Dataset records

* * *

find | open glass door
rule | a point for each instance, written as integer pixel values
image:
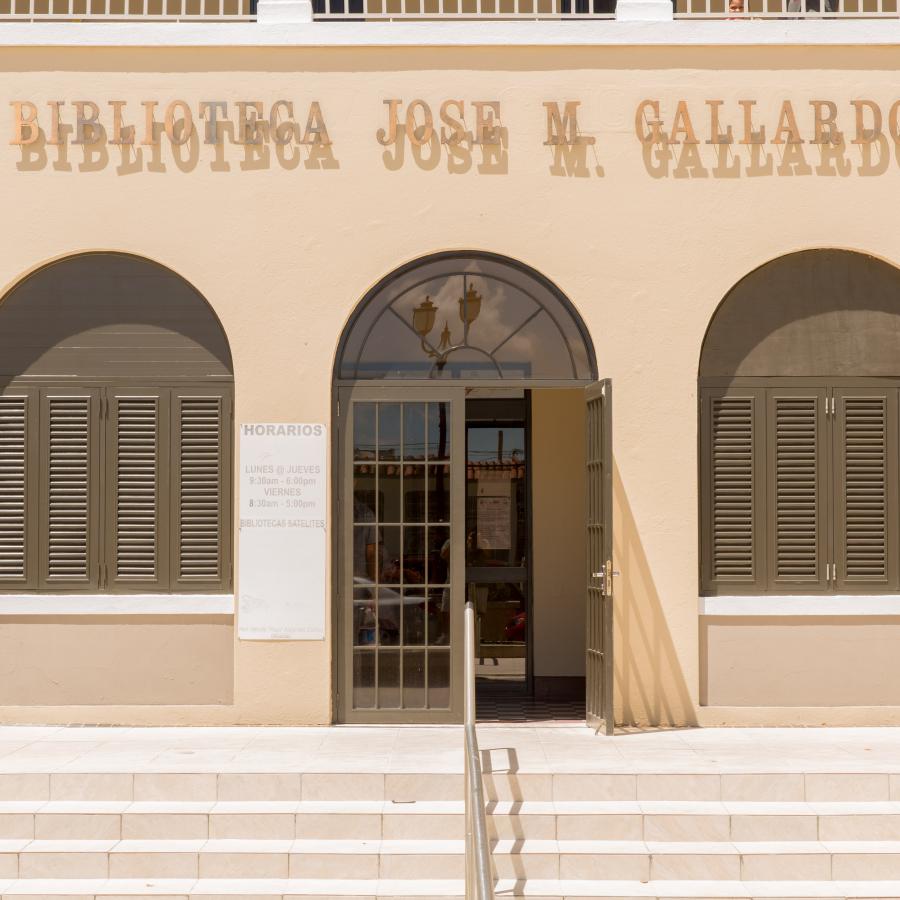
(402, 554)
(599, 642)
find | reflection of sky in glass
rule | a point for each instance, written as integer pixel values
(520, 332)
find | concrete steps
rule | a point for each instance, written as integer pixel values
(255, 835)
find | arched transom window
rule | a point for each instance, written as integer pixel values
(466, 317)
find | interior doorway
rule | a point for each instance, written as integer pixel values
(433, 430)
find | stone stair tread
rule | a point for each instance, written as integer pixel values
(444, 807)
(440, 846)
(801, 890)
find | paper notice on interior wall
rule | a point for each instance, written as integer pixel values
(493, 522)
(281, 543)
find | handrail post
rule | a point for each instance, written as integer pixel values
(469, 719)
(479, 877)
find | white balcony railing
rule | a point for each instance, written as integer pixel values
(128, 10)
(463, 9)
(786, 9)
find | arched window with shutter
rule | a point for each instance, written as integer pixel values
(799, 409)
(116, 389)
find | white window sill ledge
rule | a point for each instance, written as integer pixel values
(799, 605)
(115, 604)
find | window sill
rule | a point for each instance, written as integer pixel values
(115, 604)
(802, 605)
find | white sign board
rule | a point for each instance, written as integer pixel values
(282, 532)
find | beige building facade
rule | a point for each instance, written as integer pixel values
(636, 172)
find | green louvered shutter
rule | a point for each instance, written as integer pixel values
(797, 489)
(865, 489)
(70, 489)
(138, 496)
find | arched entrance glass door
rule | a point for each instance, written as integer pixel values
(432, 496)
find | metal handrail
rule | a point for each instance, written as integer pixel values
(479, 877)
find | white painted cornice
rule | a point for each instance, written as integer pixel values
(581, 33)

* * *

What to do
Verbatim copy without images: write the records above out in full.

Problem solution
find | open glass door
rule | a point for each instance, written as integer pixel values
image:
(402, 554)
(599, 642)
find | reflection of sky in glass
rule | a point for each instance, written as integer pixel values
(520, 332)
find | concrete steps
rule | a point for each instance, written as integer pixel values
(255, 835)
find | arched transom window
rule | a point for each instance, written as integer pixel values
(466, 317)
find | interior doorway
rule | a point for each instance, written as integer pixel values
(433, 430)
find | stone stair tread
rule | a point for each instance, written as integer pixel values
(444, 807)
(440, 846)
(801, 890)
find | paper notice on interior wall
rule | a point for each instance, written as integer pixel values
(493, 522)
(281, 543)
find | handrail post
rule | a point for each instance, written as integer pixel values
(469, 719)
(479, 877)
find | white balcony railing
rule | a point for each instance, written as integer pixel values
(128, 10)
(463, 9)
(786, 9)
find | arched window with shutter
rule | a point for each instance, written as integer pixel values
(799, 409)
(116, 389)
find | white window sill ledge
rule | a point for each instance, written as integer pixel values
(799, 605)
(115, 604)
find | window sill
rule | a point for each instance, written as integer pixel values
(115, 604)
(802, 605)
find | white sign board
rule | a point for each instance, written as integer pixel values
(282, 532)
find | beige building facade
rule | a point for each instance, written as integer pixel values
(636, 172)
find | green louvered shutter
rule | a point for each instance, written as integer pixel values
(797, 489)
(865, 489)
(70, 489)
(138, 496)
find | arched entrance glass door
rule | a point for each instance, written as integer pixel values
(432, 496)
find | metal handrail
rule | a point for each instance, written as integer pixel values
(479, 877)
find | white painted cornice
rule | a point for each instance, written as integer pixel values
(581, 33)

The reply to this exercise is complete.